* _SHORT PROBLEM_
Duplicate every line of the records below word for word, without changing anything.

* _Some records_
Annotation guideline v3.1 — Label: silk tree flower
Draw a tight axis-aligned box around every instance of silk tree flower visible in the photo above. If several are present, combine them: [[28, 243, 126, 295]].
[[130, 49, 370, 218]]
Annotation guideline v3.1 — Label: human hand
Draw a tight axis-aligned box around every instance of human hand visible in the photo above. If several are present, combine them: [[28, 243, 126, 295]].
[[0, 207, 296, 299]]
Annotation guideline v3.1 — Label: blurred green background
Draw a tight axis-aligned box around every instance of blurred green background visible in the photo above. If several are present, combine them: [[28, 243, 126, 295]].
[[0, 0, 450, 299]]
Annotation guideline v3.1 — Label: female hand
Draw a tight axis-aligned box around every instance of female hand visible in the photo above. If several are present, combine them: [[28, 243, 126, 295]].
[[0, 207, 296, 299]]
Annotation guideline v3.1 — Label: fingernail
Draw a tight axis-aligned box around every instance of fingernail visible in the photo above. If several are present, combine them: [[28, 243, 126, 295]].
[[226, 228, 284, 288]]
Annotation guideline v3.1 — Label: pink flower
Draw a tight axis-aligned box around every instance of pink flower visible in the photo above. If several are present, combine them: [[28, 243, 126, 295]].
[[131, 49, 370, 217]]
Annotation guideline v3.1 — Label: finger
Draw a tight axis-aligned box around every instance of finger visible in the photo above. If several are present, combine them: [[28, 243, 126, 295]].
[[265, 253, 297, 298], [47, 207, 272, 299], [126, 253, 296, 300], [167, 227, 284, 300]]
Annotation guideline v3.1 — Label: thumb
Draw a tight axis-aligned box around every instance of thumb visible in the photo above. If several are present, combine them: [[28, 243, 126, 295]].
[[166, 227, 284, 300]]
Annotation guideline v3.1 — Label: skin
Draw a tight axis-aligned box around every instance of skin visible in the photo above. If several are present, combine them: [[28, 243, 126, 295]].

* _FINAL RESULT_
Annotation guideline v3.1 — Label: silk tree flower
Draw a tight axis-aligned box around every instance of silk tree flower visible in the photo above. If several are present, combine them: [[28, 243, 126, 295]].
[[130, 49, 370, 218]]
Annotation guideline v3.1 — Label: human hand
Draw a tight axis-aligned box around every instance of human hand visible in the photo above. If several are present, combine them: [[28, 243, 126, 295]].
[[0, 207, 296, 299]]
Annotation guideline v3.1 — Label: blurred green background
Draw a tight axis-aligned box around every instance of blurred green background visible in the photo above. If several are present, combine them: [[28, 243, 126, 295]].
[[0, 0, 450, 299]]
Annotation guideline v3.1 — Label: female hand
Draw a tight axis-aligned box around every instance of female hand visible in the photo above. If several are present, combine them: [[28, 243, 126, 295]].
[[0, 207, 296, 299]]
Annotation guideline v3.1 — Label: fingernail
Draw a tight axis-aligned box around every instance of fingernail visible in the photo above. If several are present, combine them: [[28, 243, 126, 295]].
[[226, 228, 284, 288]]
Annotation guideline v3.1 — Label: pink flower
Draw a tight axis-aligned box around every instance of pink flower visible in the photo above. If several are present, combine them: [[28, 243, 126, 295]].
[[131, 49, 370, 217]]
Annotation guideline v3.1 — Label: finger
Draw a tight axis-aligned box around every instance of finger visible in the photo above. If several are present, combine them: [[28, 243, 126, 295]].
[[265, 253, 297, 298], [47, 207, 272, 299], [126, 253, 296, 300], [167, 227, 284, 300]]
Annotation guideline v3.1 — Label: thumb
Draw a tight axis-aligned box around every instance of thumb visible in the photo above. If several are present, combine them: [[28, 243, 126, 295]].
[[166, 227, 284, 300]]
Annotation guideline v3.1 — Label: skin
Draw a tight axis-aligned box around every instance of skin visible in the photo above. If several are present, combine them: [[28, 243, 126, 295]].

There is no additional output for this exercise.